• [TASK BRIEF]
Reproduce word for word the passage of the absentee voting text below that opens with the words containing "Upon receipt of" and closes with "mailed to you.".
-- start of TEXT BLOCK --
Upon receipt of the application, fill it out completely. Make sure you fill it out correctly and it is signed by the voter, near relative, or verifiable legal guardian. In primary elections you must state your party affiliation. If you send in or drop off a request, make certain to include your name, home address, and address where you want the ballot mailed. If it is requested by a near relative, they must state their relationship to you, their address, and they must sign it. If it is for a primary, state your party affiliation. Once the application is received and checked, a ballot will be mailed to you.
After receiving your ballot, VOTE THE BALLOT IN SECRET. Insert the ballot in the envelope, fill out the envelope completely and sign it. You or a near relative can drop off the ballot at the Board of Elections office or you can mail it. Absentee ballots must be returned to the Scotland County Board of Elections by 5:00 PM on the day before the election.
Before returning your ballot, check and check again to make sure the envelope is filled out completely with all the information that is required. If it is not filled out properly, your ballot may not be counted.
If you have any questions, please call the Scotland County Board of Elections at 910-277-2595.
One of the main goals of the Scotland County Board of Elections is to help bring a greater understanding and participation in the voting process to the citizens of Scotland County.
In Scotland County registered voters have two options of voting other than appearing in person at their polling place on Election Day and casting their ballot. The two methods are: (1) No Excuse Absentee One-Stop Voting, and (2) Absentee by mail. Prior to 1999 voters in North Carolina had to have an excuse to vote by absentee ballot. In 1999 the North Carolina General Assembly passed laws that allowed voters to vote an absentee one-stop ballot without having to provide an excuse. In 2001 they amended the statute to included absentee voting by mail.
Absentee voters have the same obligations as those who vote at their polling place on Election Day. They must complete an application and vote their ballot in complete secrecy.
-- end of TEXT BLOCK --
-- start of INFORMATION PROVIDED --
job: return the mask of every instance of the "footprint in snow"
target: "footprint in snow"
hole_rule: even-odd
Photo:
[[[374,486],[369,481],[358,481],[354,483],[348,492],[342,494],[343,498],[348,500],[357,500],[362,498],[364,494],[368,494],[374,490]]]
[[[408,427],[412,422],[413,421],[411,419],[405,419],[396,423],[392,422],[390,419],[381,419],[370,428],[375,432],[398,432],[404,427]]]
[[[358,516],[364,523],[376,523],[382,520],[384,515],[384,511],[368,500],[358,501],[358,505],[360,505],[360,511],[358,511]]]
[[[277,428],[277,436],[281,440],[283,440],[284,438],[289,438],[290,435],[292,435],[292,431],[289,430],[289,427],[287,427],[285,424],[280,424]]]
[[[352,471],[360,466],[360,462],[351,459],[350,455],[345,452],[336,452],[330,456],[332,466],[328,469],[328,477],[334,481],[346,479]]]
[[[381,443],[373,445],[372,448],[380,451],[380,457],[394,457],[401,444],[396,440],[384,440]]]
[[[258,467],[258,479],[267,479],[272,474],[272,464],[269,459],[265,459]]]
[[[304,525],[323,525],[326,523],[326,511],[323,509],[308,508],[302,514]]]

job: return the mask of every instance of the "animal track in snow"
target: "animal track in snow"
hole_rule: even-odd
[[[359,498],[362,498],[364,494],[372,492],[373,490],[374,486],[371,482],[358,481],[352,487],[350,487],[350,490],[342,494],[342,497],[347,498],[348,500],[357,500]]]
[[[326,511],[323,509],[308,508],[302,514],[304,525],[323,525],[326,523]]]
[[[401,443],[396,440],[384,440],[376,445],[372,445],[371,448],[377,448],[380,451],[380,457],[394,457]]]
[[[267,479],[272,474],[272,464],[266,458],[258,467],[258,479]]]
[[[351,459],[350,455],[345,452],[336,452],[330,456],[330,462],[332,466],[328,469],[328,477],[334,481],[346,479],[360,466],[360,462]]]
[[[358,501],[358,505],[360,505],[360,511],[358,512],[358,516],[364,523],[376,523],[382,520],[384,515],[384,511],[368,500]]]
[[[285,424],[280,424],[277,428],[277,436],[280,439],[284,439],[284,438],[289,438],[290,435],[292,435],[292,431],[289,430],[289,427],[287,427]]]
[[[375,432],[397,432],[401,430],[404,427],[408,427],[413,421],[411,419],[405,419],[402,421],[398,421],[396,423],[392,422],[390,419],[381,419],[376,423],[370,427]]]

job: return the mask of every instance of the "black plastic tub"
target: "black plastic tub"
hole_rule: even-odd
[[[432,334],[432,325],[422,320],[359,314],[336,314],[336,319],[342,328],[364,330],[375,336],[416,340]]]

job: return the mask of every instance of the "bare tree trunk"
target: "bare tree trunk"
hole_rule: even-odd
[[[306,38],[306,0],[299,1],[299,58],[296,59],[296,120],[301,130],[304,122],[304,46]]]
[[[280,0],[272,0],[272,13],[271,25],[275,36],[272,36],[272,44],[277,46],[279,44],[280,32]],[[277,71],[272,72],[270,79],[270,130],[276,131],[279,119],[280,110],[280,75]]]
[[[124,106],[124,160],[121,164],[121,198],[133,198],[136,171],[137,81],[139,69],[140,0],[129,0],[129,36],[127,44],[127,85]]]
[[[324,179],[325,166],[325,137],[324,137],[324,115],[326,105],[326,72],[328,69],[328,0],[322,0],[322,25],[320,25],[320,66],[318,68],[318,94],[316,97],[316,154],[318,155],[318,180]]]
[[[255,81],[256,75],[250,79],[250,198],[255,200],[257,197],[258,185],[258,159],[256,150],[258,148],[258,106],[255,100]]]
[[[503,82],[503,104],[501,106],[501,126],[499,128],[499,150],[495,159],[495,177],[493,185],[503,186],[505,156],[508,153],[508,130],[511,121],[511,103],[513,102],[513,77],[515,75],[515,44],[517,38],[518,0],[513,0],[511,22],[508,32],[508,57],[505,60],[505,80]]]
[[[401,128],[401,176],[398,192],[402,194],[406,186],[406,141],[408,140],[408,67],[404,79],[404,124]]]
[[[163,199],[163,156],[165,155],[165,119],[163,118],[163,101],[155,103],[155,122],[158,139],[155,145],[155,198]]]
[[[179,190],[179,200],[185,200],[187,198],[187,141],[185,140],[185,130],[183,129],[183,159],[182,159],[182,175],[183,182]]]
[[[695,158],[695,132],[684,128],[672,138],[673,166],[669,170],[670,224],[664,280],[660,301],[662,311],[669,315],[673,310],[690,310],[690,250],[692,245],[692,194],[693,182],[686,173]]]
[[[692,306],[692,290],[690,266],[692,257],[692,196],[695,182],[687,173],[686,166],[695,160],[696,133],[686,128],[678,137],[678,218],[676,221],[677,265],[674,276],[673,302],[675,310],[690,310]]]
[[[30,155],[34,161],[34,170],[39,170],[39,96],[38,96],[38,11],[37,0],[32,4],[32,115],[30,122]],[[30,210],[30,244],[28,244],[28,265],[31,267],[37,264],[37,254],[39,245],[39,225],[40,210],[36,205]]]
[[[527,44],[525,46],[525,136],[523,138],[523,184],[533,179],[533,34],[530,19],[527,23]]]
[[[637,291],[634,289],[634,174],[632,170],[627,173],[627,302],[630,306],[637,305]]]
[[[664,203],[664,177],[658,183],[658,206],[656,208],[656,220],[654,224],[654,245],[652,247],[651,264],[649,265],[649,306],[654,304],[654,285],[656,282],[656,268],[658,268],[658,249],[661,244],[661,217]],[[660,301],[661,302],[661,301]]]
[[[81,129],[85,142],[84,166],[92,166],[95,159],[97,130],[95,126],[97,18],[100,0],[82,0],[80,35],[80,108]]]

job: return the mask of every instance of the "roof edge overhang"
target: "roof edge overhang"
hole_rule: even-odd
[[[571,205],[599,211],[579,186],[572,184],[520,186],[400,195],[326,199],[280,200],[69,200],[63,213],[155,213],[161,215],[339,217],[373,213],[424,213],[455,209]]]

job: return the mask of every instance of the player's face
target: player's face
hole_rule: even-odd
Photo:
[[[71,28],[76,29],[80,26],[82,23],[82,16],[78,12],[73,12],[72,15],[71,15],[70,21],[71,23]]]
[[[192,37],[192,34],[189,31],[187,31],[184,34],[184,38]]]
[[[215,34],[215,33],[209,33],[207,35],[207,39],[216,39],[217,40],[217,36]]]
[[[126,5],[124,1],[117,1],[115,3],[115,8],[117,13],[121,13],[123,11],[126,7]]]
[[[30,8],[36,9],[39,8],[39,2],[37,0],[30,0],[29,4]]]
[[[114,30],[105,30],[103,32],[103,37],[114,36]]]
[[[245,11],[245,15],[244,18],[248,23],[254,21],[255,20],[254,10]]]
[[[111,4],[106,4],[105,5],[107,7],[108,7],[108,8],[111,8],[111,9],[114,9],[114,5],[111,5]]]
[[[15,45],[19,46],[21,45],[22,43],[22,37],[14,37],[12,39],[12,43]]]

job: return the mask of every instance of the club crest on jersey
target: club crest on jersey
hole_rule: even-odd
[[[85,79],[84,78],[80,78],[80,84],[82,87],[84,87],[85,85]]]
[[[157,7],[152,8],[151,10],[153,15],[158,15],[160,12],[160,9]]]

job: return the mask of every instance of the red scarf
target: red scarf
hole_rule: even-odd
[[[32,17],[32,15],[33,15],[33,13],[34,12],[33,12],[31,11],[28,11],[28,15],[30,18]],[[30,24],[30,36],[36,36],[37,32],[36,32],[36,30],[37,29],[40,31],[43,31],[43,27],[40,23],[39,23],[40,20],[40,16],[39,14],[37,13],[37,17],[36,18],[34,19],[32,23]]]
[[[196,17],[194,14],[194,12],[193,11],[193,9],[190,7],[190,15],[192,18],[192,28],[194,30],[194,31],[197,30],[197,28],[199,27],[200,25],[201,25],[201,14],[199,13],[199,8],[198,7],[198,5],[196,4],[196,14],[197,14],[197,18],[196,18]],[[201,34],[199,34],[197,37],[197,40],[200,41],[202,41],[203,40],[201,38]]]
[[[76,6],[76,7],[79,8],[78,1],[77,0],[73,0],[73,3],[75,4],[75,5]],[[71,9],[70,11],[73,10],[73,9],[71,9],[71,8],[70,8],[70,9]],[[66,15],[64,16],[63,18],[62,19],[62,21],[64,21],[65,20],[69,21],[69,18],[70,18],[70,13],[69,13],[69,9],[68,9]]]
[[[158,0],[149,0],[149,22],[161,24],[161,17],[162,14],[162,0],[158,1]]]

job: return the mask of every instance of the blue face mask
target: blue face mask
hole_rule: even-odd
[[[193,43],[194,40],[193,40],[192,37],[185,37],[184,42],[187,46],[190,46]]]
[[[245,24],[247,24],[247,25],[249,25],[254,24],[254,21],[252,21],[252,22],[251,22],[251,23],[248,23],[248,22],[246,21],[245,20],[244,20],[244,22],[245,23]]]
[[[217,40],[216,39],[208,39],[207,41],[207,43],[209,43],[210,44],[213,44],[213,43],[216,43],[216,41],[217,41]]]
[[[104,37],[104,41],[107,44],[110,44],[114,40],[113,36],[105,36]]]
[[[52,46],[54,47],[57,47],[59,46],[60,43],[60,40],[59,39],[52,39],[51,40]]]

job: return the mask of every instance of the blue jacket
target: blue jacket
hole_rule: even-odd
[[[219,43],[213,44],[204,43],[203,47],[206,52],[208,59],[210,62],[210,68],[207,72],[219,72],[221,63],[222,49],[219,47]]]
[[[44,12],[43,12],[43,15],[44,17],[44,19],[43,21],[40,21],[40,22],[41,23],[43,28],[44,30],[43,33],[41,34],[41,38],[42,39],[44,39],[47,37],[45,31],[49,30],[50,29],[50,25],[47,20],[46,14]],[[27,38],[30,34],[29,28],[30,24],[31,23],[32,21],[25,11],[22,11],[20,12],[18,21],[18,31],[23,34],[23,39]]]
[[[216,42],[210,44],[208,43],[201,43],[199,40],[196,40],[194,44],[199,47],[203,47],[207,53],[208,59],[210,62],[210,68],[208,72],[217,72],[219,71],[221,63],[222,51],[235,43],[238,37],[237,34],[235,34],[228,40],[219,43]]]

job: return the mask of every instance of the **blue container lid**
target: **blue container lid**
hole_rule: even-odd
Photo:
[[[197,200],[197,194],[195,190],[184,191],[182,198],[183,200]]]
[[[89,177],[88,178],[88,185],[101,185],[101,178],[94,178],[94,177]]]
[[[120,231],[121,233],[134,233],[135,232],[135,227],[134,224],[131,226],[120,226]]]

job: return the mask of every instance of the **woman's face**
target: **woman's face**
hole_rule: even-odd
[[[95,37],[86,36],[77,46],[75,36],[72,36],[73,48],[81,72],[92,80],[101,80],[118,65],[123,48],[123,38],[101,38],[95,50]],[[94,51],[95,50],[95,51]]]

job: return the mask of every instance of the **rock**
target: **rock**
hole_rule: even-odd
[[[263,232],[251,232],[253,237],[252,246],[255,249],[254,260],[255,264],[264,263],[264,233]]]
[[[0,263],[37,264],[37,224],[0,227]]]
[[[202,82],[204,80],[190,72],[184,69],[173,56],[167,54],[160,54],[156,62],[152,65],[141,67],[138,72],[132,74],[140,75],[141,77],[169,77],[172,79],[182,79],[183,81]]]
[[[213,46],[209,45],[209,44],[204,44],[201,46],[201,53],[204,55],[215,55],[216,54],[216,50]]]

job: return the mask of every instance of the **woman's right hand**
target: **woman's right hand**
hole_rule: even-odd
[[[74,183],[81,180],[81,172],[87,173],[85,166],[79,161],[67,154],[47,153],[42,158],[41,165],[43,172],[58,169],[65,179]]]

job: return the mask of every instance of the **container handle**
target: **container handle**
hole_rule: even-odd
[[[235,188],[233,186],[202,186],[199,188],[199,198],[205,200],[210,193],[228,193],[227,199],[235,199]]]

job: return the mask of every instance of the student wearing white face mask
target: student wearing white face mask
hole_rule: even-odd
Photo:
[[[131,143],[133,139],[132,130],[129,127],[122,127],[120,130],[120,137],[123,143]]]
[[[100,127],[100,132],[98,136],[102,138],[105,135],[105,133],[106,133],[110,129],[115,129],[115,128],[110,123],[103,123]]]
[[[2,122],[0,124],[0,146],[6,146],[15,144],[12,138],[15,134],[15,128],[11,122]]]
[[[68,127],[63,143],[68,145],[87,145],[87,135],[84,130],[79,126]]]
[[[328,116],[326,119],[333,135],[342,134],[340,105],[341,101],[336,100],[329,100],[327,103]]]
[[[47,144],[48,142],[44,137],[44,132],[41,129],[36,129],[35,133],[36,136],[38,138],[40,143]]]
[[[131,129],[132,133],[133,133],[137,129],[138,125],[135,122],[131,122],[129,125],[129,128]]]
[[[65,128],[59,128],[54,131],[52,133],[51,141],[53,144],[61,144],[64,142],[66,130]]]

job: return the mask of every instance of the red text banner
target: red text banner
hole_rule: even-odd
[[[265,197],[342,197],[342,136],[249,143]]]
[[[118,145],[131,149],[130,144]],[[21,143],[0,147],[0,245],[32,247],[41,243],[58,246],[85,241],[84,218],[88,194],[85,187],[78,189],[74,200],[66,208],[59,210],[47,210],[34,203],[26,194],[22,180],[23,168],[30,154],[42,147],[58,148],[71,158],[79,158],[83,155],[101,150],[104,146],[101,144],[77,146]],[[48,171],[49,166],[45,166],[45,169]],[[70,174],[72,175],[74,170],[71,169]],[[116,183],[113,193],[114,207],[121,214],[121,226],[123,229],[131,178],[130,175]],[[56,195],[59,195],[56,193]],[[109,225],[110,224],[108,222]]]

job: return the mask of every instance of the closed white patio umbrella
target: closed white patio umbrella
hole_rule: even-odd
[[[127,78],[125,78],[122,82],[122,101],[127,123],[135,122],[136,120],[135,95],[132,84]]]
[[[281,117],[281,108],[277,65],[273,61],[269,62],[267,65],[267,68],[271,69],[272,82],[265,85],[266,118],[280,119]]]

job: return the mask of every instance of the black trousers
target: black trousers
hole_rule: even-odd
-- end of INFORMATION PROVIDED --
• [SOLUTION]
Upon receipt of the application, fill it out completely. Make sure you fill it out correctly and it is signed by the voter, near relative, or verifiable legal guardian. In primary elections you must state your party affiliation. If you send in or drop off a request, make certain to include your name, home address, and address where you want the ballot mailed. If it is requested by a near relative, they must state their relationship to you, their address, and they must sign it. If it is for a primary, state your party affiliation. Once the application is received and checked, a ballot will be mailed to you.